DOCUMENT TEXT below:

Designing an LLM-assisted enrichment loop that proposes structured updates to a user's data store and asks the user to ratify each one.

thoughts

When an LLM proposes updates that a user accepts or rejects, the system must persist every rejection — keyed by (entity, field, payload-fingerprint) — and surface that rejection log to the model on every subsequent run. Without it, the LLM will re-propose declined updates on the next cycle (because its input context doesn't include what the user has said no to before), and trust collapses fast. UX research on this pattern suggests three repeats of the same rejected proposal is enough for the user to permanently disengage from the ratification queue. The rejection log is not a nice-to-have or v2 feature — it's the single most load-bearing primitive in a proposes-and-ratifies architecture, and it must exist in the schema before the ratification UI ships. The right shape: rejection_log table with (entity_id, field, payload_fingerprint, declined_at) where payload_fingerprint is a stable hash of the proposed value (so cosmetically-different-but-semantically-same proposals also dedup against past rejections). Build it before phase one of the feature — retrofitting it later means cleaning up months of trust damage.

next time

Whenever you ship an LLM feature that proposes updates for a human to ratify, design the rejection-log table before the ratification UI. Persist (entity, field, payload-fingerprint) for every reject, feed it to the model on every subsequent run as part of the prompt, and dedup proposals against it server-side. Three re-proposals of a declined update is enough to permanently break user trust in the system.

End of DOCUMENT TEXT.

ACTIVITY:
Answer these from the design notes above:
(a) How many repeats of the same rejected proposal are enough for a user to permanently disengage from the ratification queue?
(b) What four columns make up the rejection_log table?
(c) Where do the design notes say proposals should be deduped against the rejection log?

PROVIDED DATA below:

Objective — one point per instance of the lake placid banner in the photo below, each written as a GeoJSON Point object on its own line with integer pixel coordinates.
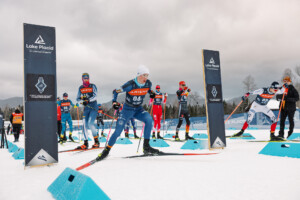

End of PROVIDED DATA.

OUTPUT FOR THIS TASK:
(a) Three.
(b) entity_id, field, payload_fingerprint, and declined_at.
(c) Server-side.